● What to work on:
- 1) Return the passage of the spaetzle post starting with "Fall is a wonderful" and going on through "optional, but recommended.".
- 2) According to the spaetzle post, what ingredients make up the traditional recipe?
- 3) Extend the spaetzle post, picking up right after its final sentence.

● Text:
※

Monday, October 20, 2014

German Spaetzle

Fall is a wonderful time for shifting food styles.  Every year, several families in my neighborhood do a big "block party" to celebrate Oktoberfest, and it doesn't really feel like fall until I get those flavors and leave the summer foods behind.  The actual Germans in the group are responsible for the potato salad, handmade pretzels, spiral-cut radishes, and a dozen other important details.  Every year, though, I get to contribute one important dish to the effort: Spaetzle (or Sp√§tzle).  It's a small dumpling-like pasta, traditional in Germany and surrounding countries.

One party-load. Beer and stein optional, but recommended.

Like many rustic dishes, the basics are simple, but the details are important. The traditional recipe consists of only coarse flour, eggs, and salt, and involves a special method for scraping long, thin, ribbons of the dough off of a cutting board into boiling water.  Modern cooks typically use a spaeztle machine instead - one of the only uni-taskers I own.  I also think a food mill with a large-bore sieve (3/8" holes?) would work, and some people have even used a basic colander with large holes.

※

Records from a collection

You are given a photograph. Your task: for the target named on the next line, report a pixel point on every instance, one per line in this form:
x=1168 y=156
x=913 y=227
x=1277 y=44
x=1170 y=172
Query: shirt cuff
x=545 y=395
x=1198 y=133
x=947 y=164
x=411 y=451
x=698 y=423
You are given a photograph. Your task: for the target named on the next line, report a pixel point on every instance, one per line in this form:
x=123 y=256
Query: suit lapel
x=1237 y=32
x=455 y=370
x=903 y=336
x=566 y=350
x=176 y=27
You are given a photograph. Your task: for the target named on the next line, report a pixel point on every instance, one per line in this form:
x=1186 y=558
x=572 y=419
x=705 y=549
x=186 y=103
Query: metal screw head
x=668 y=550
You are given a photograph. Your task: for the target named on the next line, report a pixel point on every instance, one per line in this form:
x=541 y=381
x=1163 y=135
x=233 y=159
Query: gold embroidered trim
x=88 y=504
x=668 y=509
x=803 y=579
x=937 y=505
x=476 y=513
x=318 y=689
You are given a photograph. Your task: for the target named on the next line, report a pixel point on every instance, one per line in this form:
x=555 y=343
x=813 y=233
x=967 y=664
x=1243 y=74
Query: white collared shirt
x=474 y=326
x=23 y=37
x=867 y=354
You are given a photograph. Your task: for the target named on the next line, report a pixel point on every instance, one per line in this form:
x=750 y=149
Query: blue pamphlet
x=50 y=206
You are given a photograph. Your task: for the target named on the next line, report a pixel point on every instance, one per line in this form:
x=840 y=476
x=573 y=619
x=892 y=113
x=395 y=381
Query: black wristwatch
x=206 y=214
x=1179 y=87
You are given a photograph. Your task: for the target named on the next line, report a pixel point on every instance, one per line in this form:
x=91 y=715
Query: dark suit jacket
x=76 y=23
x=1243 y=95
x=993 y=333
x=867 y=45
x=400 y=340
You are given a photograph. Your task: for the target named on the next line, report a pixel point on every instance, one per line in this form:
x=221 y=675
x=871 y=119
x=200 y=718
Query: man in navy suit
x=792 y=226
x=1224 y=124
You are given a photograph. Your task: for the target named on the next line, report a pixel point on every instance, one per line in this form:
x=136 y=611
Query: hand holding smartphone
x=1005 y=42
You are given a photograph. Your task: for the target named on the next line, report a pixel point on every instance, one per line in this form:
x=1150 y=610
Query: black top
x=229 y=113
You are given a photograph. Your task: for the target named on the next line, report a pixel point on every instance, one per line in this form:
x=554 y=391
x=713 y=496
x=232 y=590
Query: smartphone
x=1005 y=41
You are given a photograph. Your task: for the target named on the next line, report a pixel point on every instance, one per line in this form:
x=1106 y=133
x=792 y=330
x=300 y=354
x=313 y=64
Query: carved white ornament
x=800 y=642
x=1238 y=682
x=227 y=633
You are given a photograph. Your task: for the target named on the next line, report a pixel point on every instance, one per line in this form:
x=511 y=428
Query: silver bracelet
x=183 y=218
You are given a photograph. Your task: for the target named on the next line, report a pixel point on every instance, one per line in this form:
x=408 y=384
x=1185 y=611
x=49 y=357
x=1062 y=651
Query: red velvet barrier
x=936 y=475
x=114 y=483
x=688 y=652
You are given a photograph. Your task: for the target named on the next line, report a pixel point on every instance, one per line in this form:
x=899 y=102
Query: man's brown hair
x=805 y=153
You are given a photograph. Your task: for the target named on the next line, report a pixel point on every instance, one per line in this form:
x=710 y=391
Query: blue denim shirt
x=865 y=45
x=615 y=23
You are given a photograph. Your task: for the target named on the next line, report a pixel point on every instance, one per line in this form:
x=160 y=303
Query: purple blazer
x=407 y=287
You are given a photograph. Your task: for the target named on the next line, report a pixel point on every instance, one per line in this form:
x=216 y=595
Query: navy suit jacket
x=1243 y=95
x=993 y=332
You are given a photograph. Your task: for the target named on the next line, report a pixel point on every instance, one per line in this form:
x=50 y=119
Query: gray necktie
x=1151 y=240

※

● In response:
- 1)
Fall is a wonderful time for shifting food styles.  Every year, several families in my neighborhood do a big "block party" to celebrate Oktoberfest, and it doesn't really feel like fall until I get those flavors and leave the summer foods behind.  The actual Germans in the group are responsible for the potato salad, handmade pretzels, spiral-cut radishes, and a dozen other important details.  Every year, though, I get to contribute one important dish to the effort: Spaetzle (or Sp√§tzle).  It's a small dumpling-like pasta, traditional in Germany and surrounding countries.

One party-load. Beer and stein optional, but recommended.

- 2) Coarse flour, eggs, and salt.

- 3)
A modern spaeztle machine

A note on technique:  Most spaeztle recipes you find in books or online are derived from the traditional method and ingredients, but some adjustments are needed for the average home cook.
The proscribed process is to mix the ingredients like you're making a pasta - form a well in the center and gradually add egg mixture.  I don't like this approach as I think it encourages over-working the dough and makes the dumplings too chewy.  Traditionally, the flour used would be coarse, like Semolina, but we're using AP flour, so gluten formation will be more rapid.  The other important consideration if you're using a spaeztle machine, food mill, or colander, is that we need the resulting dough to "flow" and squish though the holes.  It should be wet and sticky, somewhere between a sponge and a batter.  
Therefore, instead of the pasta method, I do this more in the muffin method - prep the dry ingredients and wet ingredients separately, then add all the wet to the dry and mix minimally, adjusting the liquid to get the proper consistency.  If you start with the base recipe as below and your flour is as dry as ours is here in the Southwest, you will almost certainly need to add at least another 1/4C to 1/2C of water to get the proper sponge wetness.  If the sponge is too tight, it won't flow through the hopper and you'll be frustrated.  If you've somehow gotten it too loose (big eggs?), add a bit more flour and soldier on.

Basic Spaetzle

(Feed ~six as a primary starch, I usually make a double batch for a big Oktoberfest party)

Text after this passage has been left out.